◆ **Dataset entries**:
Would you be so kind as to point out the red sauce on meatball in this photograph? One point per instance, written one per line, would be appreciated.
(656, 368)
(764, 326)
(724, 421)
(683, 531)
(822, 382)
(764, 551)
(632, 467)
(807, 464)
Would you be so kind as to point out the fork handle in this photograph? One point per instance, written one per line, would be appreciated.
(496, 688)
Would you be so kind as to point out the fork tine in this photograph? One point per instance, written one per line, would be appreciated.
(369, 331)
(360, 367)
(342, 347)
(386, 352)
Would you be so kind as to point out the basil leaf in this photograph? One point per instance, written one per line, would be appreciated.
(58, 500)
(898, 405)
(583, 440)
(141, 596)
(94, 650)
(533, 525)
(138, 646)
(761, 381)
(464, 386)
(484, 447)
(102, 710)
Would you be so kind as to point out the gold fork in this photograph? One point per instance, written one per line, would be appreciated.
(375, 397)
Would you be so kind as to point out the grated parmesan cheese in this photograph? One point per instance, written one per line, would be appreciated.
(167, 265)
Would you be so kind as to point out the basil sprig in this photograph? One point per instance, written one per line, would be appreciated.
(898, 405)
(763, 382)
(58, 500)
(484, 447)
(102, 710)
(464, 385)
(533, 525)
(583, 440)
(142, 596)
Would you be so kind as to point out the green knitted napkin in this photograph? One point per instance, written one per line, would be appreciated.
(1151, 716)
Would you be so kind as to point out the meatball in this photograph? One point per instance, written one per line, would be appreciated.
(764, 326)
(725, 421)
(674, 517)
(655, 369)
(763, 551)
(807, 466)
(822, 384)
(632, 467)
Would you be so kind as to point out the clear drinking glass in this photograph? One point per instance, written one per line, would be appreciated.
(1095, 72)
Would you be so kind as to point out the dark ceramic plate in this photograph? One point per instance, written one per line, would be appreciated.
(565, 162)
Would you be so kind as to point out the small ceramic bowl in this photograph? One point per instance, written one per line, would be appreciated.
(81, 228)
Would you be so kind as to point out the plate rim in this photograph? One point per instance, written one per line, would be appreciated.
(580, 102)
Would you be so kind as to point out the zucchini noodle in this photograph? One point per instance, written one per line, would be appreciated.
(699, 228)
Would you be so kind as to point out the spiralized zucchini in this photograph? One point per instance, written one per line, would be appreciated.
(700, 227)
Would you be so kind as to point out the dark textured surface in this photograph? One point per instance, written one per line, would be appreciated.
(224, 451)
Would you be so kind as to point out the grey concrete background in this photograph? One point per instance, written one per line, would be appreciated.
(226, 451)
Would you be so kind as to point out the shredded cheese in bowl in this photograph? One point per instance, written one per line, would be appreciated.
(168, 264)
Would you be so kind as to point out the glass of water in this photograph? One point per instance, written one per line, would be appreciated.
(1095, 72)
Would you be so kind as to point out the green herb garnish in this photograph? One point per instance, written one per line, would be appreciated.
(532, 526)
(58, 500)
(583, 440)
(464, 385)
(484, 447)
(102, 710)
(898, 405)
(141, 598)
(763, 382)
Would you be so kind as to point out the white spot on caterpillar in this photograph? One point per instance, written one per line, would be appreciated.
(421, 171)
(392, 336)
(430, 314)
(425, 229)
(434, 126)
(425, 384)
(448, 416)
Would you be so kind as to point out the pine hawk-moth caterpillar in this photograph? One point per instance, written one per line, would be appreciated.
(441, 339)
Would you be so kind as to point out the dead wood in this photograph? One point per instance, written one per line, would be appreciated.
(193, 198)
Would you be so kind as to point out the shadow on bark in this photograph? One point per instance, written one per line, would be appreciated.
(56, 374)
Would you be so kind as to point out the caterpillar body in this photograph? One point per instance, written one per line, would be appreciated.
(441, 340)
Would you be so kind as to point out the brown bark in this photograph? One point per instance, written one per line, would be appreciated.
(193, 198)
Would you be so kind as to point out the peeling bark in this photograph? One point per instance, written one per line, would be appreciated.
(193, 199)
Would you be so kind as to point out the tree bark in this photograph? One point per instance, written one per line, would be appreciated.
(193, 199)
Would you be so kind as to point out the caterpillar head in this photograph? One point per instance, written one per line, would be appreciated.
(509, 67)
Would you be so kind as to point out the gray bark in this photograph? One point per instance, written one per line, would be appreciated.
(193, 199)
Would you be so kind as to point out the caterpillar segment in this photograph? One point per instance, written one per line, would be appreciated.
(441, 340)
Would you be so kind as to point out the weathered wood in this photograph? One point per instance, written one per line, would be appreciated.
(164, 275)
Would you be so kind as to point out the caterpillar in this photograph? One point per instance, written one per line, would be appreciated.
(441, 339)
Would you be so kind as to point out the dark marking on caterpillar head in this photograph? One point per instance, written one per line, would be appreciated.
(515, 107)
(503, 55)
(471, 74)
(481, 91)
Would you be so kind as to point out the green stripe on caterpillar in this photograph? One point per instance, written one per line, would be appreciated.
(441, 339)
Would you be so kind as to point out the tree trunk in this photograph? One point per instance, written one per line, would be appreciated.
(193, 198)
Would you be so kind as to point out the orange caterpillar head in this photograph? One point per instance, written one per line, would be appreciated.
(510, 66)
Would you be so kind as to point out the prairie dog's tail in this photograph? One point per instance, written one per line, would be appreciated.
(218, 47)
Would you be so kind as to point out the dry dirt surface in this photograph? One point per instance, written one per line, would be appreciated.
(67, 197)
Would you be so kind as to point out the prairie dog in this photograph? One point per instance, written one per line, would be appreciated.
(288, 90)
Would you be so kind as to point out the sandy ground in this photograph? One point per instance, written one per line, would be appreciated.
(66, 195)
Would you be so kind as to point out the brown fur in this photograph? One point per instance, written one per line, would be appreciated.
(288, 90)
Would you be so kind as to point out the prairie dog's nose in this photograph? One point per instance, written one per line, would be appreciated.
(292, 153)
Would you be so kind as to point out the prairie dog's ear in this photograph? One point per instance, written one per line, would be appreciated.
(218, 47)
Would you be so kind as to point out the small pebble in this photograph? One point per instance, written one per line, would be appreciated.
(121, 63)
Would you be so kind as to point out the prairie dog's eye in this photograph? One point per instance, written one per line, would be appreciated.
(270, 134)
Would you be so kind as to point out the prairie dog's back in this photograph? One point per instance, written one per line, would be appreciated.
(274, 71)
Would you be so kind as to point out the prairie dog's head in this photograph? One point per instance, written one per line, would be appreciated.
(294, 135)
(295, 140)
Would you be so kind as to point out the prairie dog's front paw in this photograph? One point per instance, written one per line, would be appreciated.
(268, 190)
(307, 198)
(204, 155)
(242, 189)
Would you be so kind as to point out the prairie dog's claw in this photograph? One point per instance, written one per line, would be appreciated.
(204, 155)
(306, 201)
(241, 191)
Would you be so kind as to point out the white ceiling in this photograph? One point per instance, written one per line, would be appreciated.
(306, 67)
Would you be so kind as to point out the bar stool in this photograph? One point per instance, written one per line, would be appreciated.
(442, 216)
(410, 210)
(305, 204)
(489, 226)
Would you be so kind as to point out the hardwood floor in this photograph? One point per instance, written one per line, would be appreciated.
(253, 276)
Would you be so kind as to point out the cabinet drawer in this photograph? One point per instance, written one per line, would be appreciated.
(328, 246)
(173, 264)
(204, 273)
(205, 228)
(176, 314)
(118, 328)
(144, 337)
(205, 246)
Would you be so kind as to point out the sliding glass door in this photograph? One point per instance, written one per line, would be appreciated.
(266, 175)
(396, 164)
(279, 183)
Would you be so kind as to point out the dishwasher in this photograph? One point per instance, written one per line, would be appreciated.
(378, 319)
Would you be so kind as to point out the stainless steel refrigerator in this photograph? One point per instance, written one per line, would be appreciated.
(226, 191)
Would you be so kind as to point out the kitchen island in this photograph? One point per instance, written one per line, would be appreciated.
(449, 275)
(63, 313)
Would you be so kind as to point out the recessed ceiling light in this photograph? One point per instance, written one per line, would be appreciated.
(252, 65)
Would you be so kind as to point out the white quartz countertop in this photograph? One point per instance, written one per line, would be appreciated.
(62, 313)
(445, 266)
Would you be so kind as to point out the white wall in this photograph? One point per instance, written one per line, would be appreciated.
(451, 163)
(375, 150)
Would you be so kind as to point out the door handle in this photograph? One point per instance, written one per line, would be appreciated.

◆ **What you will do**: Beginning at the line containing "the white quartz", repeat each line exactly through the last line of the entries, and include no other lines.

◆ **Answer for the task**:
Would you be so kind as to point out the white quartz countertop in this photograph? One point per instance, written one per line, would be appreciated.
(62, 313)
(445, 266)
Would you be so kind as to point out the white wall in this photograph? One point per instance, written one per line, would be appreciated.
(451, 163)
(375, 150)
Would you be so kind as to point out the door handle in this photograph? One point per instance, written one per line, would be appreciated.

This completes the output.